Las ideas de Daron Acemoglu y James Robinson ayudan a entender esa peculiar combinación, que reúne formas electorales con contenidos oligárquicos y prácticas manipuladoras. Su ya popular “Por qué fracasan los países” hace una apuesta institucionalista para explicar por qué algunas naciones son ricas y otras pobres. Vale la pena recapitular sus argumentos.
Primero, confirman que la única fuente de crecimiento económico sostenido es el trabajo humano, y la innovación que trae consigo la “destrucción creativa”. Los recursos naturales, la geografía, el clima, son insumos. La creación sostenida de riqueza está en el ingenio de las personas.
Segundo, es la naturaleza de las instituciones políticas y económicas la que permite o evita esa innovación. En una sociedad extractiva, unos pocos capturan la riqueza producida por toda la sociedad. Esto hace a la élite conservadora, pues al cambiar la base de la riqueza, la innovación amenaza su ventaja. Podrá haber crecimiento, sólo mientras no amenace el statu quo. Cambiar gobiernos no significa democratizar, sino sustituir una élite parasitaria por otra. Igual extrae un régimen dictatorial de derecha que de izquierda, y por las mismas razones son férreamente conservadores.

▸ **LO QUE SE PIDE 1**:
Enumera todo lo que el fragmento sobre Acemoglu y Robinson considera solo insumos.
▸ **LO QUE SE PIDE 2**:
Según el fragmento sobre Acemoglu y Robinson, ¿son ciertas estas afirmaciones? Contesta sí o no a cada una y cita las palabras del fragmento que lo deciden. (a) En una sociedad extractiva la riqueza queda en manos de unos pocos. (b) Cambiar de gobierno equivale a democratizar. (c) La geografía es la única fuente de crecimiento económico sostenido.
▸ **LO QUE SE PIDE 3**:
Reproduce el pasaje del fragmento sobre Acemoglu y Robinson que va desde "Primero, confirman que" hasta "de las personas.", ambos incluidos.

▸ **MATERIAL ENTREGADO**:

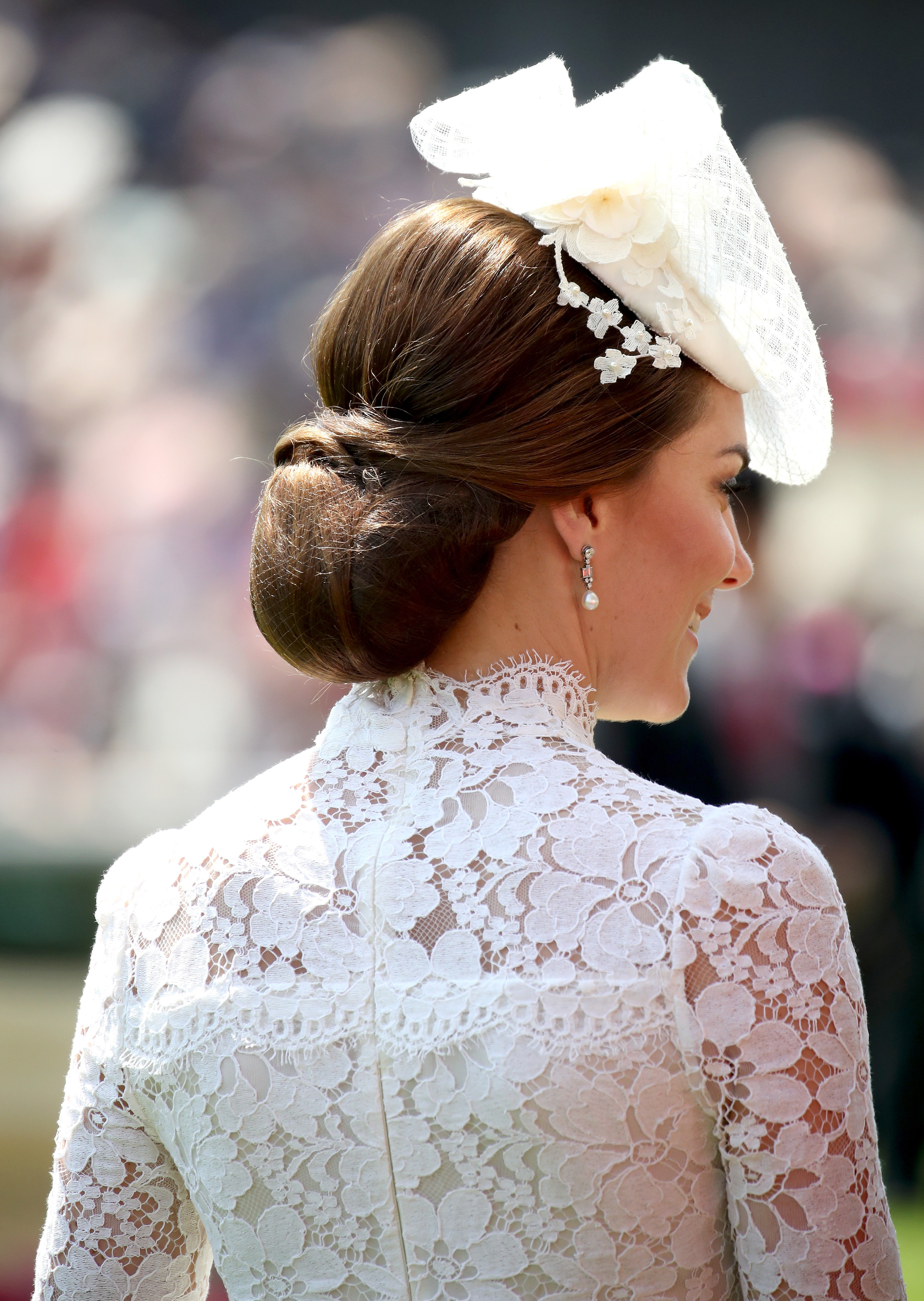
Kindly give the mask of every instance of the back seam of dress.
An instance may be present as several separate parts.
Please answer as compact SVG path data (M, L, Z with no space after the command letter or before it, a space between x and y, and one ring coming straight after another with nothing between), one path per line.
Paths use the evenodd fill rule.
M398 1190L397 1190L397 1184L394 1181L394 1162L392 1159L392 1137L390 1137L390 1134L388 1132L388 1111L385 1110L385 1093L384 1093L384 1089L381 1086L381 1060L379 1058L379 1024L377 1024L377 1020L376 1020L376 998L375 998L375 976L376 976L376 968L377 968L377 963L379 963L379 954L377 954L376 945L375 945L375 934L376 934L376 925L375 925L375 919L376 919L376 892L375 892L376 874L377 874L377 868L379 868L379 856L381 853L381 847L383 847L383 844L385 842L385 837L388 834L389 822L393 822L394 817L398 816L401 812L403 812L405 805L407 803L407 775L406 774L407 774L407 751L410 751L410 727L406 731L406 739L407 739L407 745L406 745L406 752L405 752L403 785L402 785L402 790L401 790L401 801L397 805L396 811L392 813L392 817L390 818L387 817L387 818L383 820L384 821L383 834L379 837L379 843L376 846L376 851L375 851L375 855L372 857L372 865L371 865L371 869L370 869L370 872L371 872L371 891L370 892L371 892L371 903L372 903L372 937L374 937L372 938L372 971L371 971L371 977L370 977L370 994L371 994L370 1013L371 1013L371 1020L372 1020L372 1051L375 1053L375 1079L376 1079L376 1085L379 1088L379 1106L381 1108L381 1132L383 1132L383 1136L385 1138L385 1159L388 1160L388 1181L389 1181L389 1187L390 1187L390 1192L392 1192L392 1205L394 1206L394 1226L396 1226L396 1228L398 1231L398 1246L401 1249L401 1266L402 1266L402 1268L405 1271L405 1293L406 1293L407 1301L413 1301L413 1297L411 1297L411 1276L410 1276L410 1271L407 1268L407 1248L405 1246L405 1231L403 1231L403 1226L401 1223L401 1206L398 1203Z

▸ **RESPUESTA COMPLETA 1**:
Los recursos naturales, la geografía y el clima.

▸ **RESPUESTA COMPLETA 2**:
(a) Sí: "En una sociedad extractiva, unos pocos capturan la riqueza producida por toda la sociedad."
(b) No: "Cambiar gobiernos no significa democratizar, sino sustituir una élite parasitaria por otra."
(c) No: "la única fuente de crecimiento económico sostenido es el trabajo humano"

▸ **RESPUESTA COMPLETA 3**:
Primero, confirman que la única fuente de crecimiento económico sostenido es el trabajo humano, y la innovación que trae consigo la “destrucción creativa”. Los recursos naturales, la geografía, el clima, son insumos. La creación sostenida de riqueza está en el ingenio de las personas.